* _List of tasks_
A - According to the matrix thread, which function has been available since version 13.2?
B - Rewrite everything from "So, in m, 2" down to "can I do this?" in the matrix thread, putting "result" in place of "output".

* _Page extract_
━━━━━━━━
Suppose I have a matrix m={{1,2,3},{3,-2,1/3}};
I want to find the positions of, for example, 2 largest elements in each row that is above 1/2.
So, in m, 2 and 3 are the ones in the first row and 3 is the one in the second row. Thus, the output should be their positions:
{{1,2},{1,3},{2,1}}
I tried to use Position[m, _?(# > 1/2 &)] but this will only find the position of elements that is above 1/2..
How can I do this?
Update: Shorter variations:
ClearAll[taken, takem, takek] taken[condition_, n_] := Apply[Join] @* MapIndexed[Thread[{#2[[1]], Select[Function[x, condition @ #[[x]]]] @ TakeLargest[# -> "Index", n]}] &] takem[condition_, m_] := Apply[Join] @* MapIndexed[Thread[{#2[[1]], Select[Function[x, condition @ #[[x]]]] @ Ordering[#, -m]}] &] takek[condition_, k_] := MapIndexed[Sequence @@ Thread[{#2[[1]], #}] &] @* Map[Cases[{a_ /; condition[a], b_} :> b] @ Nearest[# -> {"Element", "Index"}, Max @ #, k] &] Examples:
taken[GreaterEqualThan[1/2], 2] @ m {{1, 3}, {1, 2}, {2, 1}}
takem[GreaterEqualThan[1/2], 2] @ m {{1, 3}, {1, 2}, {2, 1}}
takek[GreaterEqualThan[1/2], 2] @ m {{1, 3}, {1, 2}, {2, 1}}
Original answer:
ClearAll[take] take[condition_, n_] := Apply[Join] @* MapIndexed[Thread[{#2[[1]], #}] &] @* Map[Map[#Index &] @ Select[condition @ #Element &] @ TakeLargest[# -> All, n]&] Examples:
take[GreaterEqualThan[1/2], 2] @ m {{1, 3}, {1, 2}, {2, 1}}
take[GreaterEqualThan[0], 2] @ m {{1, 3}, {1, 2}, {2, 1}, {2, 3}}
take[GreaterEqualThan[2], 3] @ {Range[5], Range[-3, 2], Reverse @ Range[4, 8]} {{1, 5}, {1, 4}, {1, 3}, {2, 6}, {3, 1}, {3, 2}, {3, 3}}
TakeLargest is the function you are looking for. And then Select to get the numbers above 1/2:
m = {{1, 2, 3}, {3, -2, 1/3}}; t = TakeLargest[#, 2] & /@ m sel=Select[# > 1/2 &] /@ t (*{{3, 2}, {3}}*) And then finally the positions. We first determine the position inside sel and then prepend the row number:
pos = Flatten /@ MapThread[Function[{x, y}, Position[x, #] & /@ y], {m, sel}] MapIndexed[Function[{x, y}, {Sequence @@ y, #} & /@ x], pos] (* {{{1, 3}, {1, 2}}, {{2, 1}}} *) We can also use the new PositionLargest (since 13.2)
m = {{1, 2, 3}, {3, -2, 1/3}}; Get positions:
p = Flatten @ PositionLargest[#, Min[2, Count[#, u_ /; u > 0.5]]] & /@ m {{3, 2}, {1}}
Index them:
Flatten[#, 1] & @ MapIndexed[Thread[{#2[[1]], #1}] &] @ p {{1, 3}, {1, 2}, {2, 1}}
━━━━━━━━
* _Data extract_

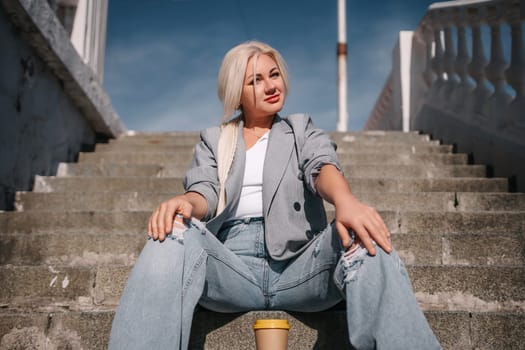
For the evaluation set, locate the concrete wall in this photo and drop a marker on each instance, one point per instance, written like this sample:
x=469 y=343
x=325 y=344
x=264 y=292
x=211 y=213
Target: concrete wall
x=48 y=111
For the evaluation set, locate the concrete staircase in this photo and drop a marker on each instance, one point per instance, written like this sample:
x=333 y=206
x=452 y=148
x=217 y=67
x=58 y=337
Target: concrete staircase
x=66 y=251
━━━━━━━━
* _The results_
A - PositionLargest

B -
So, in m, 2 and 3 are the ones in the first row and 3 is the one in the second row. Thus, the result should be their positions:
{{1,2},{1,3},{2,1}}
I tried to use Position[m, _?(# > 1/2 &)] but this will only find the position of elements that is above 1/2..
How can I do this?